-- Instruction --
Copy the rows below word for word, starting at the first line and ending at the line that contains "x=231 y=117", with both of those lines included. Leave the pictures out of your copy.

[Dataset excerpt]
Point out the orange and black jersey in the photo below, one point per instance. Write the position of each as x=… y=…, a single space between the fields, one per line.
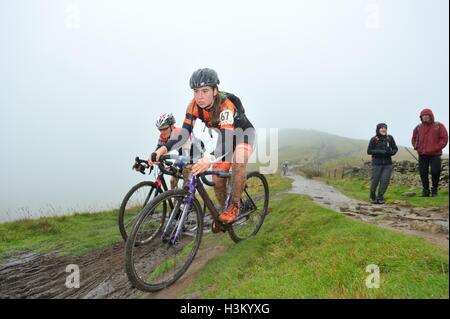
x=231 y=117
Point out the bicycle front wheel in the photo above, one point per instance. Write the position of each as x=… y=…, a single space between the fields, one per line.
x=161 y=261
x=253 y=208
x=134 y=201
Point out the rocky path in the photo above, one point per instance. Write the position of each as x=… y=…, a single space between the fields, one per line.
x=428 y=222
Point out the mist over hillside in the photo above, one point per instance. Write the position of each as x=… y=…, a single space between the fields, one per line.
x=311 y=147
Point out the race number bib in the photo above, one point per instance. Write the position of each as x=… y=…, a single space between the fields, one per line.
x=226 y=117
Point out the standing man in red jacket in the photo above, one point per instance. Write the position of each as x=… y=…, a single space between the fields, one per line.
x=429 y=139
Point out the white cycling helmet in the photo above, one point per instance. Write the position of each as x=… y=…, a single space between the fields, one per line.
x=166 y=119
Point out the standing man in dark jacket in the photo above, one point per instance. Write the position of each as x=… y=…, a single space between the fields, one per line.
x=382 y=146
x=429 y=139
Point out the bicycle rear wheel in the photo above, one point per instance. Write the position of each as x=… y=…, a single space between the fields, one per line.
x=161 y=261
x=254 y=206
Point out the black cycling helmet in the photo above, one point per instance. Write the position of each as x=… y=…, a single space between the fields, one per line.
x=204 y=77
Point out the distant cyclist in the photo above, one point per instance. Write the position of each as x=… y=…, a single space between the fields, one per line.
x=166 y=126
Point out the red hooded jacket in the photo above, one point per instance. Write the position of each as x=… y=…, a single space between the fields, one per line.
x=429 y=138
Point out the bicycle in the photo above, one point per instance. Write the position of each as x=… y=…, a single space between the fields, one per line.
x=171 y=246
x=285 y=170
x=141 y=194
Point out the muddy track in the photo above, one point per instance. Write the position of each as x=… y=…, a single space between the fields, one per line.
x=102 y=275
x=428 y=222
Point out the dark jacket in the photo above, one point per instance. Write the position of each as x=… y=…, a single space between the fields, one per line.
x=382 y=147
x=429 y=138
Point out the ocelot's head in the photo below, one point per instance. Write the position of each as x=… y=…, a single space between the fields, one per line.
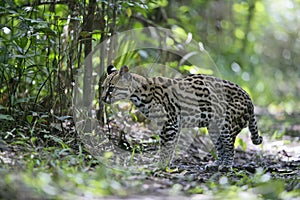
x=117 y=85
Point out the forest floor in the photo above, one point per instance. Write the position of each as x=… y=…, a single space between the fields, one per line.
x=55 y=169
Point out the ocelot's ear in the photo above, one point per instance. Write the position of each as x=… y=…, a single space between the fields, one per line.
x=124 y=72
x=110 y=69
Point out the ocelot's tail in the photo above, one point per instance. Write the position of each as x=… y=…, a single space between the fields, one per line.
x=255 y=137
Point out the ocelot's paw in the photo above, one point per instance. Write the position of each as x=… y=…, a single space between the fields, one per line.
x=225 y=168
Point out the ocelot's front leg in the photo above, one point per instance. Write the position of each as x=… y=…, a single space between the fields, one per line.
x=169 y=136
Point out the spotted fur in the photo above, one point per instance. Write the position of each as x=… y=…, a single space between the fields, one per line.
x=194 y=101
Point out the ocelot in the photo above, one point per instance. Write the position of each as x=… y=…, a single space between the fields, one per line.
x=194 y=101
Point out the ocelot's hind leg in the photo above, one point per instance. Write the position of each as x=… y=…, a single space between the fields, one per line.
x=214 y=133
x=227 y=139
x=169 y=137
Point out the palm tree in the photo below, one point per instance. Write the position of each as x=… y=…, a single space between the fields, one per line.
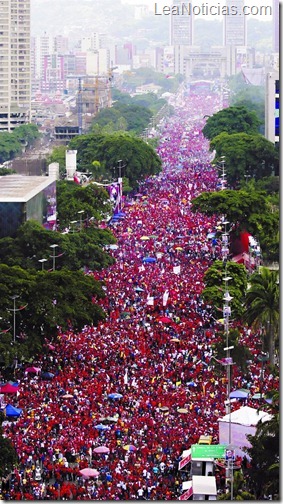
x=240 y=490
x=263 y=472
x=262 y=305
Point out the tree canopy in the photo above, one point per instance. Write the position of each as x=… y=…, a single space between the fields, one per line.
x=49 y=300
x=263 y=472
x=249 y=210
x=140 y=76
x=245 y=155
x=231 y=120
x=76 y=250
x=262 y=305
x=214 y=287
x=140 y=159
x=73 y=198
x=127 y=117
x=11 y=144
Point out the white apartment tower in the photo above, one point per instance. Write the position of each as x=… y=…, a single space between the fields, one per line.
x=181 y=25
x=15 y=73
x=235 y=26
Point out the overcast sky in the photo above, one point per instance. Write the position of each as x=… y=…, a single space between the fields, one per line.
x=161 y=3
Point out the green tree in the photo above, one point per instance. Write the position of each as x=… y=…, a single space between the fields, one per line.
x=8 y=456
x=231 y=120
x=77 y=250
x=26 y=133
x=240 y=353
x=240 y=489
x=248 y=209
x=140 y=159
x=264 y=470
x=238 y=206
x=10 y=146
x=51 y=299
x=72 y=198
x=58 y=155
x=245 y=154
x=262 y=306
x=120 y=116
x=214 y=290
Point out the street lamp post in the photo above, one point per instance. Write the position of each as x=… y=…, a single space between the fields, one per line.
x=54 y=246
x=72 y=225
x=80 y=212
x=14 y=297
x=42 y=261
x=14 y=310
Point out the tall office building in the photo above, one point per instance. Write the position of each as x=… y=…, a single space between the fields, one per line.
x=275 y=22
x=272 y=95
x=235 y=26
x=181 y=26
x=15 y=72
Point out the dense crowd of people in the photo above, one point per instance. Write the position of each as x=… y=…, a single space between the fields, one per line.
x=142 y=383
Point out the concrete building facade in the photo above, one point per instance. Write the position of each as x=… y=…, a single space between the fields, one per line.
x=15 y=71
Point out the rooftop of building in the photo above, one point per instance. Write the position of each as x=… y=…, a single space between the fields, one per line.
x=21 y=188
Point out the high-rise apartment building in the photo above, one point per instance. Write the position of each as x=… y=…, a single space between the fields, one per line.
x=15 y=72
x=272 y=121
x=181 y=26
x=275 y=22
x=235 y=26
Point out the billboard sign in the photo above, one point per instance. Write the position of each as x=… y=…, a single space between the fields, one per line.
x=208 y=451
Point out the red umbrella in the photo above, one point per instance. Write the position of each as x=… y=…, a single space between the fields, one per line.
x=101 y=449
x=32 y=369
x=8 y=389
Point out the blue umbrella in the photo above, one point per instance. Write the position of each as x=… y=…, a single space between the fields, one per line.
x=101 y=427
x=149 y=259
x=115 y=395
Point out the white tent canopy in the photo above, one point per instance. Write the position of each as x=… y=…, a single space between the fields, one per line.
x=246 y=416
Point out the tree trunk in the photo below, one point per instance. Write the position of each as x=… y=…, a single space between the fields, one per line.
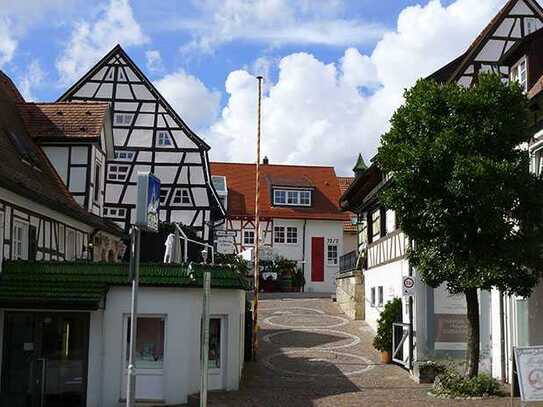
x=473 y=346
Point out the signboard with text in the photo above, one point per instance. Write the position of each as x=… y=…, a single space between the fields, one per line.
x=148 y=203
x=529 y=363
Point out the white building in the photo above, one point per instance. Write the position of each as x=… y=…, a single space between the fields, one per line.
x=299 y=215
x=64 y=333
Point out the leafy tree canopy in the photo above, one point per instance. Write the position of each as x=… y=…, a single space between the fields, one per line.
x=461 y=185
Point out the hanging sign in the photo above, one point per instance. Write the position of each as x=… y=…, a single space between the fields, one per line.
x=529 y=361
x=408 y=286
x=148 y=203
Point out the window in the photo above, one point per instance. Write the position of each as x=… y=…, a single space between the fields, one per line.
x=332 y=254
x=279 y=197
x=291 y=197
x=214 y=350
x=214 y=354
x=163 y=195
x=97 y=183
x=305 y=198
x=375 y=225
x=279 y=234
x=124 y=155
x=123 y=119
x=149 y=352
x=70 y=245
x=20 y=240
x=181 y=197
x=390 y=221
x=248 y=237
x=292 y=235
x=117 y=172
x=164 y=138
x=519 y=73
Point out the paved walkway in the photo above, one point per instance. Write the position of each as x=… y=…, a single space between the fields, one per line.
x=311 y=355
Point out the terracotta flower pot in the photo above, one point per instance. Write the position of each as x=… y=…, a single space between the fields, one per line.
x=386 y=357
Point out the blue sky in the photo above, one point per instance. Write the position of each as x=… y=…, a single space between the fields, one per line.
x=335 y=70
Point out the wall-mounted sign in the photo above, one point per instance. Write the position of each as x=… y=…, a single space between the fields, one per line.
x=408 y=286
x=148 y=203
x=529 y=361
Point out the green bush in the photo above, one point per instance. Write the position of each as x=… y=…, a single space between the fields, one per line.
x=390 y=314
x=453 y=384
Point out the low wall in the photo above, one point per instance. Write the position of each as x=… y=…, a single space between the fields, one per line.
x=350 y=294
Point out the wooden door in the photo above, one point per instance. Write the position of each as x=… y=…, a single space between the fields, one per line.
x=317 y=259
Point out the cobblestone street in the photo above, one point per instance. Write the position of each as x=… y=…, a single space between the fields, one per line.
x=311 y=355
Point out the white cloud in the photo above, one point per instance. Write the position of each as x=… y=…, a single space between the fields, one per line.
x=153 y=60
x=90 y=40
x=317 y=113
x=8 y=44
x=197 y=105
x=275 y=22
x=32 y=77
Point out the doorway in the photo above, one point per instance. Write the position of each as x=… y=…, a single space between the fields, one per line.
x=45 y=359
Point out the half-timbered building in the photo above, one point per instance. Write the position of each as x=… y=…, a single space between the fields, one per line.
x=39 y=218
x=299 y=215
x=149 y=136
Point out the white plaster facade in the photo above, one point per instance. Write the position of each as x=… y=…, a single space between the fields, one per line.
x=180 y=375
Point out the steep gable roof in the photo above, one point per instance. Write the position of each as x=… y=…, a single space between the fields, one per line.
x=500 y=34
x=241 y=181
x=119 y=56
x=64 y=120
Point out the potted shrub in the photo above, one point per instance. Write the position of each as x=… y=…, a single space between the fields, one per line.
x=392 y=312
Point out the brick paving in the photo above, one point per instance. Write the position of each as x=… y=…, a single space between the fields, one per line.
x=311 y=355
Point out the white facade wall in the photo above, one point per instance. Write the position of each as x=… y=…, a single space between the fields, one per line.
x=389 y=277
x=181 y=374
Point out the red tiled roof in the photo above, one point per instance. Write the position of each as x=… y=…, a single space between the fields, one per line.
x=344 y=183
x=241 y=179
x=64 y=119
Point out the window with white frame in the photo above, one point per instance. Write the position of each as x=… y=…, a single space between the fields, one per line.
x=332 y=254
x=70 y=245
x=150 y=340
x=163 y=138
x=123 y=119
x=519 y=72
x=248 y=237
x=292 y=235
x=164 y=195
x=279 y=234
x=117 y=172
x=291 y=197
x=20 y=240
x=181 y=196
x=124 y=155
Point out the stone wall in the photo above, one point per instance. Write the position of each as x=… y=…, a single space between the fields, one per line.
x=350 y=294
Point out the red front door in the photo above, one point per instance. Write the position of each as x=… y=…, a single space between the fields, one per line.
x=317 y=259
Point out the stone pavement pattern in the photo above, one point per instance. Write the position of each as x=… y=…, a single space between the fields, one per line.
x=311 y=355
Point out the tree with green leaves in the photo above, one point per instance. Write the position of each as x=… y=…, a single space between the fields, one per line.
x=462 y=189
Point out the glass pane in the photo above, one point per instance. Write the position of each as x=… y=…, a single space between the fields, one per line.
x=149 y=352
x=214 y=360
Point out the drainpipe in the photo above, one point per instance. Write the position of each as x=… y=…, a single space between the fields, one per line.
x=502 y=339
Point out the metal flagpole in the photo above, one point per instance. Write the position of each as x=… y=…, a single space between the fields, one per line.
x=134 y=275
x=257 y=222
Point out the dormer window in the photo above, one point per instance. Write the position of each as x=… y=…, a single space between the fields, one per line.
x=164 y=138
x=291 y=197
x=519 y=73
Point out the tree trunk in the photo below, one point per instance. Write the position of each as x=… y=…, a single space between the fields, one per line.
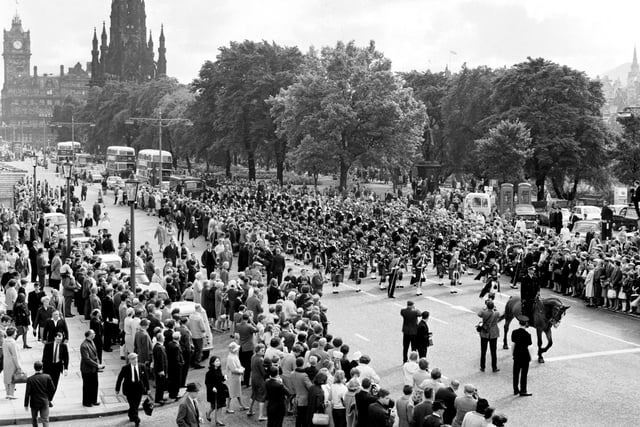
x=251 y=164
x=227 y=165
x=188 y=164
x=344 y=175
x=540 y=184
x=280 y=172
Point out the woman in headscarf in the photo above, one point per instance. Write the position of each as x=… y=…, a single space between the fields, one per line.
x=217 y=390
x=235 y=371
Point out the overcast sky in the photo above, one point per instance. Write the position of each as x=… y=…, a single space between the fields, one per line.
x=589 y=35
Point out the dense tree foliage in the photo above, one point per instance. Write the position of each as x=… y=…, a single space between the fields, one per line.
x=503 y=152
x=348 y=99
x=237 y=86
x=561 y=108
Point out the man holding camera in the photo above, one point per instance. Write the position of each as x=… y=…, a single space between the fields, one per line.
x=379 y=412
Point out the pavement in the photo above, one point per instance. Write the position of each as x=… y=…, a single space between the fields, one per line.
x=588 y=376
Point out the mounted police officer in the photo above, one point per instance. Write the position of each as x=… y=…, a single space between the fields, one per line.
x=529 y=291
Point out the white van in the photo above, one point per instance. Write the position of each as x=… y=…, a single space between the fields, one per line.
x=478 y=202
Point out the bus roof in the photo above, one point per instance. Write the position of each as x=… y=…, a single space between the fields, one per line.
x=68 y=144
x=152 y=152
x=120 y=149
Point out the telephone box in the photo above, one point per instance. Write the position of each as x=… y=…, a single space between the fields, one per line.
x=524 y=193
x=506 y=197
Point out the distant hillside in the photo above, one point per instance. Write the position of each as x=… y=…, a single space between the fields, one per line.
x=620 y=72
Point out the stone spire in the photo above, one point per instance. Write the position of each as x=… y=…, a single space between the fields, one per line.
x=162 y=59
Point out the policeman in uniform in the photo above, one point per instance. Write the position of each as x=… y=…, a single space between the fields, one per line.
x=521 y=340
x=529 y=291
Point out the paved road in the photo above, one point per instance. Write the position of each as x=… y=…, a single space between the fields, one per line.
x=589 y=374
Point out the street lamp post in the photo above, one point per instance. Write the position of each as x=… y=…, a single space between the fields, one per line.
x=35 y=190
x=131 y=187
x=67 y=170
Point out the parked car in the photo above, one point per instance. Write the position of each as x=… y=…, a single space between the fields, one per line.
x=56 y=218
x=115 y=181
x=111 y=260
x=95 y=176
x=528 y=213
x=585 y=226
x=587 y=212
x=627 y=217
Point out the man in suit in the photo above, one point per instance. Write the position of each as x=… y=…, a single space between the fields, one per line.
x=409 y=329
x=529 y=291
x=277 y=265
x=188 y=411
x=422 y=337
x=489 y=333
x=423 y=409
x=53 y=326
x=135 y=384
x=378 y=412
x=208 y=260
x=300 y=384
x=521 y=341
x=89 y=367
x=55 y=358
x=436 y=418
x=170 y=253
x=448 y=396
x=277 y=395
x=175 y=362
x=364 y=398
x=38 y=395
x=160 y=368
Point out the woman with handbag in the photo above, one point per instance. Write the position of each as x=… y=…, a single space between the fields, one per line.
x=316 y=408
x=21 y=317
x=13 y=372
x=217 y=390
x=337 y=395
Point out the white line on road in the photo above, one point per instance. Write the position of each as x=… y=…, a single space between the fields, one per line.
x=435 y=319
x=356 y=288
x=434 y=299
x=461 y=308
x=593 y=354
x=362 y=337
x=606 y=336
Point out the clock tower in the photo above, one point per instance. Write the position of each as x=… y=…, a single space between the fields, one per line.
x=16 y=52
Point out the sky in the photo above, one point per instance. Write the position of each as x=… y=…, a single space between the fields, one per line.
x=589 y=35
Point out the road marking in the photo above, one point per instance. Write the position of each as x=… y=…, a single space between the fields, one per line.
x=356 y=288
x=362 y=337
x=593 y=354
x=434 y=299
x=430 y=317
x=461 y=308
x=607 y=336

-- Written solution --
Point out the orange and black jersey in the photo below, one point per instance. Write the position of each as x=… y=…, a single space between the fields, one per line.
x=231 y=117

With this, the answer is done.